Source extract:
I'm a fervent online shopper whose disposable income (when available) is largely distributed to independent businesses, musicians, designers, illustrators and artists.
Over the years I've moved through every white-label and marketplace commerce flow you can think of - WooCommerce, Squarespace, Wix, Shopify, Big Cartel, Etsy, Magento, Open Cart to name but a few. Do this enough and you get a feel for which platform is which just from the template layouts and design decisions in the UI. I've also begun to notice the similarities too - the patterns each adopt from the other in a bid to level up functionality, bring competitive value to their user base and maximise data/monetary acquisition for themselves.

Three particular patterns that leave me with immeasurable ire each and every time I encounter them have found their way to high prevalence across internet shopping experiences. They are:
1. SALES requiring discount codes at checkout.

Which is it? Are you having a SALE or are you issuing discount codes?
I'm sure you've seen calls to action like this a thousand times: "10% off when you use SAVE10 at checkout". This is fine, generally, until it's mislabelled as a SALE. The imprudent mislabelling of SALEs is so commonplace that genuine SALEs or items on sale require qualifiers to allay confusion - how often have you seen "discount will automatically apply at checkout" to help you understand the difference. And even then, applying a discount so late in the purchase funnel is akin to voucher code entry rather than a bona fide SALE where the purchase price of goods has actually been reduced. A shop can't in all good conscience claim to be having a SALE if it's still possible to buy the same goods at full price by omitting a discount code during the checkout process.

What this task involves: Copy the online shopping passage again, beginning at the words "I'm a fervent" and stopping after "illustrators and artists.", and swap every "disposable income" for "spare cash".

Stored data:
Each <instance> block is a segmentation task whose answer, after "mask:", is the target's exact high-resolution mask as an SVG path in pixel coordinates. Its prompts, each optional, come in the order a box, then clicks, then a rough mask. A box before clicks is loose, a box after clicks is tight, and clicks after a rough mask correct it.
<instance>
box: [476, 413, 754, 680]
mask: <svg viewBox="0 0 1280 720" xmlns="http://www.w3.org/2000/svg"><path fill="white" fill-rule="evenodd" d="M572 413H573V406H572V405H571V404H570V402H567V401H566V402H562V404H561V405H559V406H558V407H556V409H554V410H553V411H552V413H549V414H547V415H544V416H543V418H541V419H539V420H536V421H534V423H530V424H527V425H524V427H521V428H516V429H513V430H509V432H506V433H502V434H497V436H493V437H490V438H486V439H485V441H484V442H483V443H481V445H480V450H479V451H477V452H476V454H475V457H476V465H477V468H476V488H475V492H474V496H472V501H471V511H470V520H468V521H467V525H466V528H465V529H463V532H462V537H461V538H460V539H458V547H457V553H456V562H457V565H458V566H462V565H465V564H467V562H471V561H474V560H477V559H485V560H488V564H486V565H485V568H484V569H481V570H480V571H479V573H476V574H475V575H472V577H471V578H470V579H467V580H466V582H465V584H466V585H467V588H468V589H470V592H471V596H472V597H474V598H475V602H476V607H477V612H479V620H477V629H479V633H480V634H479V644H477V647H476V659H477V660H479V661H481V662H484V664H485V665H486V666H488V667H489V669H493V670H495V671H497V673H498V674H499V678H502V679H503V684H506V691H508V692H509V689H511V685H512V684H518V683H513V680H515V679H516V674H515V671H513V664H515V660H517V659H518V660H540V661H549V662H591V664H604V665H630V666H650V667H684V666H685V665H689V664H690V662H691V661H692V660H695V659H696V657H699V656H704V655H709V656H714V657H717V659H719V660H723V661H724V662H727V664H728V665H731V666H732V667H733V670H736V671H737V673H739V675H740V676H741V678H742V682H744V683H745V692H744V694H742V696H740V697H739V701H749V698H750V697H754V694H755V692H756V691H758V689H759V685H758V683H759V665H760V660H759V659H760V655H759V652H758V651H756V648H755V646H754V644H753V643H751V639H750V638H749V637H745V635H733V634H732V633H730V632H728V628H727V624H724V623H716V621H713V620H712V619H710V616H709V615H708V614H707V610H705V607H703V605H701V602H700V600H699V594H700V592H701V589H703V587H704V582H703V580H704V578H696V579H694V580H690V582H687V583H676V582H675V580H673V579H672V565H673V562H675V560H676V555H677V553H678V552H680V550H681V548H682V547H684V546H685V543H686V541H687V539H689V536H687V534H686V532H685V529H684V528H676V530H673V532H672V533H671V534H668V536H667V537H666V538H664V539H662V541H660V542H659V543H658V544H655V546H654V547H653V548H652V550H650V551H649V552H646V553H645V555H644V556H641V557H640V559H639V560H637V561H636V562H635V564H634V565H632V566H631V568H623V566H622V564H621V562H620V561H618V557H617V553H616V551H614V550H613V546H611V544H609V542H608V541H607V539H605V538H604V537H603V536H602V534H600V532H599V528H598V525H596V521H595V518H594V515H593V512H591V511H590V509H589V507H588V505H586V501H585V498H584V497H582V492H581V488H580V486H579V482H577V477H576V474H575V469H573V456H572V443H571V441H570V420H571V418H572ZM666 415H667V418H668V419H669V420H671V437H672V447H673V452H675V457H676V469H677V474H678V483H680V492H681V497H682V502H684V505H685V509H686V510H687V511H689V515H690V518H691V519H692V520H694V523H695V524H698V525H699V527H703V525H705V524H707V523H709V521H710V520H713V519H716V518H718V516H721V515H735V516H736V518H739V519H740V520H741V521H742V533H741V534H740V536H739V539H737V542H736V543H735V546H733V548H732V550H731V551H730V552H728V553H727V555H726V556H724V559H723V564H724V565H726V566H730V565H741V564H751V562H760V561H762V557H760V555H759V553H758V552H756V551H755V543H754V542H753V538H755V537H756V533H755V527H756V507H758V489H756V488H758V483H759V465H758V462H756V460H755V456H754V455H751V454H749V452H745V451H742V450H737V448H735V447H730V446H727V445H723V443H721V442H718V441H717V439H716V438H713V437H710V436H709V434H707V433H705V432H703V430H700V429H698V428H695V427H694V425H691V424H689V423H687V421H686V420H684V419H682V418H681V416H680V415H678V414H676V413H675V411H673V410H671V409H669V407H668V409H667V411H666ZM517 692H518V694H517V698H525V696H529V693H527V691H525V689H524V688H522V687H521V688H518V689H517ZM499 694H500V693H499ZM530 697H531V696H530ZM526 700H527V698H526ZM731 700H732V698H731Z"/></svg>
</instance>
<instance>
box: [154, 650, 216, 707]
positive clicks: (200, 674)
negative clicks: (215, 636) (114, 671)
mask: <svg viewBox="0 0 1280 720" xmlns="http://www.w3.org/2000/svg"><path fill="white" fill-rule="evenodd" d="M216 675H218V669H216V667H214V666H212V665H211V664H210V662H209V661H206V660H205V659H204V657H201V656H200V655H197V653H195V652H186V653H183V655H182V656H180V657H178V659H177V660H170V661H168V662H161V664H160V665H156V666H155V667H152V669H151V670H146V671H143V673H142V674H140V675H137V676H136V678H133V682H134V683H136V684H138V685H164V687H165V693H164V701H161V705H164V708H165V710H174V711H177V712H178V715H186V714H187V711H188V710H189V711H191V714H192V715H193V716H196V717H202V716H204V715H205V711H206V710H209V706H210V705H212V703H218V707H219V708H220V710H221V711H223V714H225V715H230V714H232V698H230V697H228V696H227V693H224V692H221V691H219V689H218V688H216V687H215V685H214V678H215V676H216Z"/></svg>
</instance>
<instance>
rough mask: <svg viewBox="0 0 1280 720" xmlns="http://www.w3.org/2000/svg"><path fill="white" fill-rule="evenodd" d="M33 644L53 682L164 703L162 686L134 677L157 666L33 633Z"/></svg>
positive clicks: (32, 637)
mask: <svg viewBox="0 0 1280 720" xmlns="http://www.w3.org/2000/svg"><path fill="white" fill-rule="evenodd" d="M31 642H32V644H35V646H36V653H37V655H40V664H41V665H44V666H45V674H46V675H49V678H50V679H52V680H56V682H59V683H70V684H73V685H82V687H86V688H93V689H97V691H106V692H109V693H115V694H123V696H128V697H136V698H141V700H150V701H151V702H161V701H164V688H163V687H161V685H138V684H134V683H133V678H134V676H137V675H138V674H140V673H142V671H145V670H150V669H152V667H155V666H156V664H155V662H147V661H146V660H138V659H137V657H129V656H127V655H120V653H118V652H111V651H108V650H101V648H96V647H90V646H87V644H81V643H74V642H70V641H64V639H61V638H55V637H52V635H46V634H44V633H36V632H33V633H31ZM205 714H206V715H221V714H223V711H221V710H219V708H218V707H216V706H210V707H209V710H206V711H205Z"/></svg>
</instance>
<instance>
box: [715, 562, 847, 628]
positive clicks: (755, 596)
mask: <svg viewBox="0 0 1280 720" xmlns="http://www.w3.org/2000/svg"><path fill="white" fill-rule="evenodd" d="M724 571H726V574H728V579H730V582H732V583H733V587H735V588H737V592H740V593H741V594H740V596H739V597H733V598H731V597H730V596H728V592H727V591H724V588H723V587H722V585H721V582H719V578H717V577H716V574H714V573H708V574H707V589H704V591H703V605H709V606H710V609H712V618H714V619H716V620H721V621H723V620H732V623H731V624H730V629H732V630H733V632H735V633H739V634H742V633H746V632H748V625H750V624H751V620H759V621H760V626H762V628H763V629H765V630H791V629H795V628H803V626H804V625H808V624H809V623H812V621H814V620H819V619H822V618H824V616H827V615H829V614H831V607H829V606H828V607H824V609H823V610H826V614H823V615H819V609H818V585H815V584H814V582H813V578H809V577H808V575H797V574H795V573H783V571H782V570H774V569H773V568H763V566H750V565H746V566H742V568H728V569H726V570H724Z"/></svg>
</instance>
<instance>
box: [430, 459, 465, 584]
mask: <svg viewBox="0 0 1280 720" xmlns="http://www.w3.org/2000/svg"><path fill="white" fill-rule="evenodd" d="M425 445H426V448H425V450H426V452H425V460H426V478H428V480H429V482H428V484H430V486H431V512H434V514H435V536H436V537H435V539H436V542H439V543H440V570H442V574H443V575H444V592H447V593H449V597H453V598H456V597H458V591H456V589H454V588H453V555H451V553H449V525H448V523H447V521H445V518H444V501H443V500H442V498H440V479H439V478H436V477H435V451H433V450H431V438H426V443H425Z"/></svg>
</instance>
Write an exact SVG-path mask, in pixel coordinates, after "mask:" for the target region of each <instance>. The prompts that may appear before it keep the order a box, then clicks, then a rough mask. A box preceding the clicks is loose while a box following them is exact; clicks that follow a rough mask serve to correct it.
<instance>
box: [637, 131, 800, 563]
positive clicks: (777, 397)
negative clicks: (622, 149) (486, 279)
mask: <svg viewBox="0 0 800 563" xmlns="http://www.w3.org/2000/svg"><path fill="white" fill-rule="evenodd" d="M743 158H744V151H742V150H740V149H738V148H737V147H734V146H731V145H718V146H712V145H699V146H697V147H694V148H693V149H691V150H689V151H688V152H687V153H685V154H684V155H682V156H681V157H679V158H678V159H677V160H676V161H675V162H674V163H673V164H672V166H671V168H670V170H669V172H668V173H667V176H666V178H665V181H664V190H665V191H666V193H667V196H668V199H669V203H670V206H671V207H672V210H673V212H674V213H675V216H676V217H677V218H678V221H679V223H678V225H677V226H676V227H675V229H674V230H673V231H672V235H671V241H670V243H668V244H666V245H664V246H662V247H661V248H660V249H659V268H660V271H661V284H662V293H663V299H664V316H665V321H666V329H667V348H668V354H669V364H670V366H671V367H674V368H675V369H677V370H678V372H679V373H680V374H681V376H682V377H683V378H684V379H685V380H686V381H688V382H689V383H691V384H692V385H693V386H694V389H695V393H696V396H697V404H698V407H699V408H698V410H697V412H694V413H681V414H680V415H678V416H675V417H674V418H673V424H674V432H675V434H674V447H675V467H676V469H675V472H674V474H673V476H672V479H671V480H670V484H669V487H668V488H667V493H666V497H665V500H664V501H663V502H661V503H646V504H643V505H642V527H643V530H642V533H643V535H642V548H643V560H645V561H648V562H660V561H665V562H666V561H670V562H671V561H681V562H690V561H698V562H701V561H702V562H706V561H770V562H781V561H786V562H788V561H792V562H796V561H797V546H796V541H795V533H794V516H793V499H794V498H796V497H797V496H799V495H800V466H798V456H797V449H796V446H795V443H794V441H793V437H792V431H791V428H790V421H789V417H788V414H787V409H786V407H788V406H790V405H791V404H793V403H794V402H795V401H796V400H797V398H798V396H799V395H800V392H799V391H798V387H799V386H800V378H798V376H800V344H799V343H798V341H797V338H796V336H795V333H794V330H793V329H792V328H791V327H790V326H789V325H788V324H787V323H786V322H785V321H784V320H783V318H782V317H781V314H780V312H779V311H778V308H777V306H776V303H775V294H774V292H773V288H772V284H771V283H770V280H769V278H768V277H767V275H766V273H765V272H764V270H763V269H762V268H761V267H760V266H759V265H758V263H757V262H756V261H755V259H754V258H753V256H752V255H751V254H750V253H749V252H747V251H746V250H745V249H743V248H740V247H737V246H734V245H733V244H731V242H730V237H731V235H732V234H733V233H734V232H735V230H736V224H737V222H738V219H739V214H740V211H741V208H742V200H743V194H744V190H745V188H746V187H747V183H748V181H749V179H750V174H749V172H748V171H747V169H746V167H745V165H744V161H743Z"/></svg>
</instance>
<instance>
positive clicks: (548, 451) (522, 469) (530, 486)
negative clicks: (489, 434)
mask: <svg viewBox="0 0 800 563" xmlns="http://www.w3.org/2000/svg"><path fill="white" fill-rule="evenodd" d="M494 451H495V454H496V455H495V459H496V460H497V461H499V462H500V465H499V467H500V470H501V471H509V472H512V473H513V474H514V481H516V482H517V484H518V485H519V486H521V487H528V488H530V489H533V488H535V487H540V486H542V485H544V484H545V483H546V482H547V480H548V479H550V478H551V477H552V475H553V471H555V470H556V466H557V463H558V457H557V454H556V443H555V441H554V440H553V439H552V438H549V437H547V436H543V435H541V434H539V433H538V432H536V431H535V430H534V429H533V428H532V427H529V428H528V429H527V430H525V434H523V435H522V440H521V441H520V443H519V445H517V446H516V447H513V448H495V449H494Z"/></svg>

Written answer:
I'm a fervent online shopper whose spare cash (when available) is largely distributed to independent businesses, musicians, designers, illustrators and artists.